What to do:
Start at the line that contains "target | sea cave opening" in the listing below and extract every line through the last, exactly; leave pictures out.

Data listing:
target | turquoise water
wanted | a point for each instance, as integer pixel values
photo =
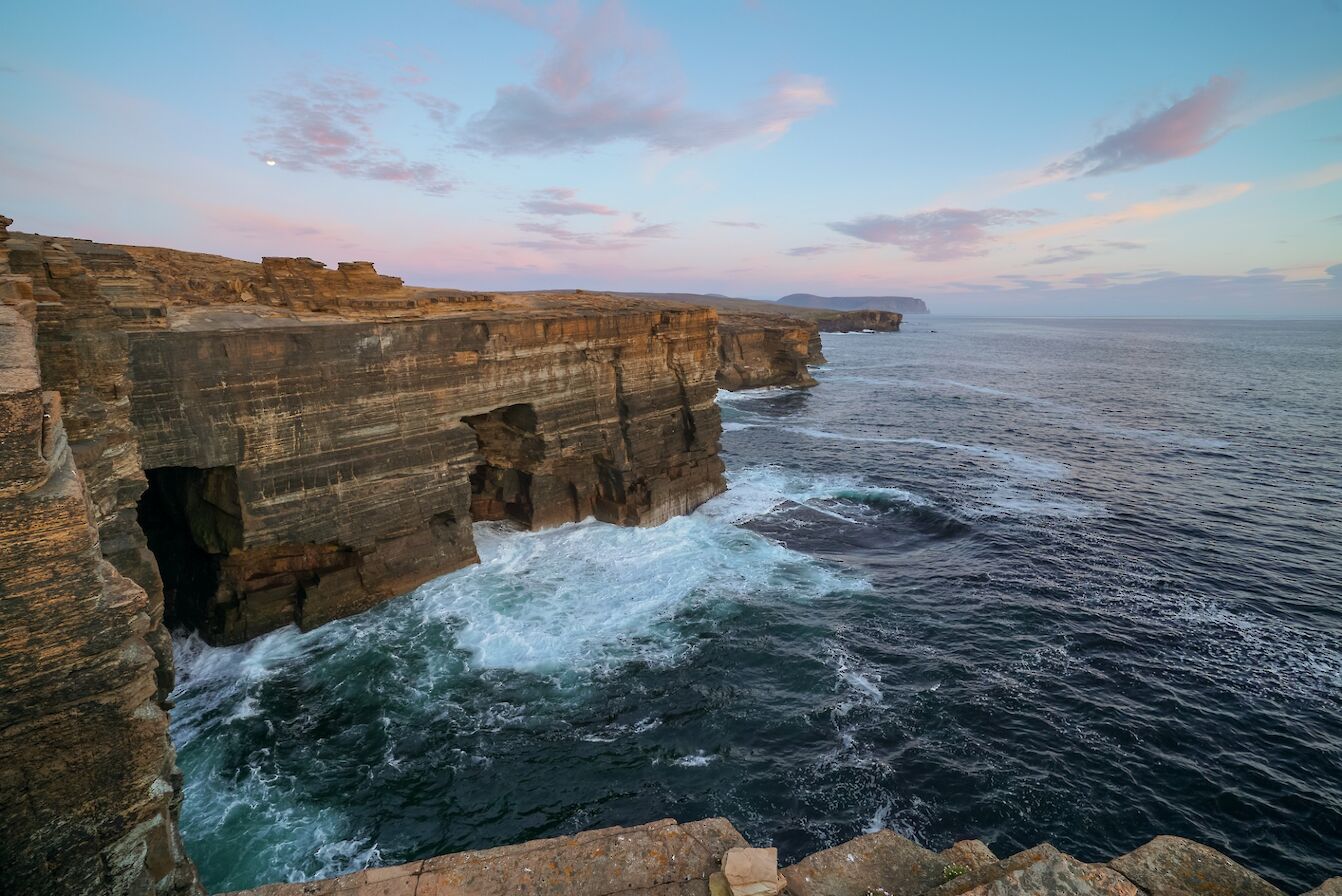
(1019, 580)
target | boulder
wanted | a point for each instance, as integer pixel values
(1042, 869)
(968, 855)
(752, 872)
(1176, 867)
(879, 863)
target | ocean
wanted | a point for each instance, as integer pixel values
(1017, 580)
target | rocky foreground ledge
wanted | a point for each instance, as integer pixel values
(711, 859)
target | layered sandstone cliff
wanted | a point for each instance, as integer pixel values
(859, 321)
(234, 447)
(711, 859)
(89, 790)
(318, 440)
(757, 350)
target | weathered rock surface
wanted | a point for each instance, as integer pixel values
(317, 440)
(859, 321)
(1178, 867)
(87, 778)
(1042, 869)
(658, 859)
(875, 863)
(760, 350)
(968, 853)
(666, 859)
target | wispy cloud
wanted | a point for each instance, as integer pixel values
(1318, 177)
(560, 200)
(443, 112)
(329, 124)
(1186, 200)
(1178, 130)
(1062, 254)
(608, 78)
(937, 235)
(651, 231)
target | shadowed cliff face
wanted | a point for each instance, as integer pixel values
(320, 440)
(760, 350)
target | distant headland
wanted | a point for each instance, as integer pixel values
(902, 303)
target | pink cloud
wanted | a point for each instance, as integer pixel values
(938, 235)
(328, 125)
(1181, 129)
(558, 200)
(608, 79)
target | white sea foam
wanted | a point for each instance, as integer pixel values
(753, 395)
(585, 597)
(697, 759)
(761, 490)
(1024, 464)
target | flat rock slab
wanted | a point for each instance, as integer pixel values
(1042, 869)
(883, 864)
(1177, 867)
(658, 859)
(968, 855)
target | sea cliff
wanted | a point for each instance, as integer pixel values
(235, 447)
(710, 857)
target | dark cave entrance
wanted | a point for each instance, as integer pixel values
(191, 518)
(510, 450)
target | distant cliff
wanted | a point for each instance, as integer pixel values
(902, 303)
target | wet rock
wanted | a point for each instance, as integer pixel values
(1178, 867)
(320, 440)
(881, 863)
(658, 859)
(87, 800)
(1042, 869)
(760, 350)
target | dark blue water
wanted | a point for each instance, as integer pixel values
(1013, 580)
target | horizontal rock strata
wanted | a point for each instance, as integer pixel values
(318, 440)
(757, 350)
(698, 859)
(859, 321)
(658, 859)
(87, 778)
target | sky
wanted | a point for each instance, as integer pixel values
(1134, 158)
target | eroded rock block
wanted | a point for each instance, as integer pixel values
(1032, 872)
(752, 871)
(1176, 867)
(658, 859)
(879, 863)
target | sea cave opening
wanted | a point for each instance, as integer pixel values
(191, 518)
(510, 450)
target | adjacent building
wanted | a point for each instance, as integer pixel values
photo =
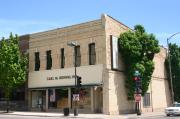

Solved problem:
target | sea cave opening
wanted | a point for each instance, as integer pixel values
(191, 518)
(510, 450)
target | adjacent building
wanted | a point for each instance, as integer pixel values
photo =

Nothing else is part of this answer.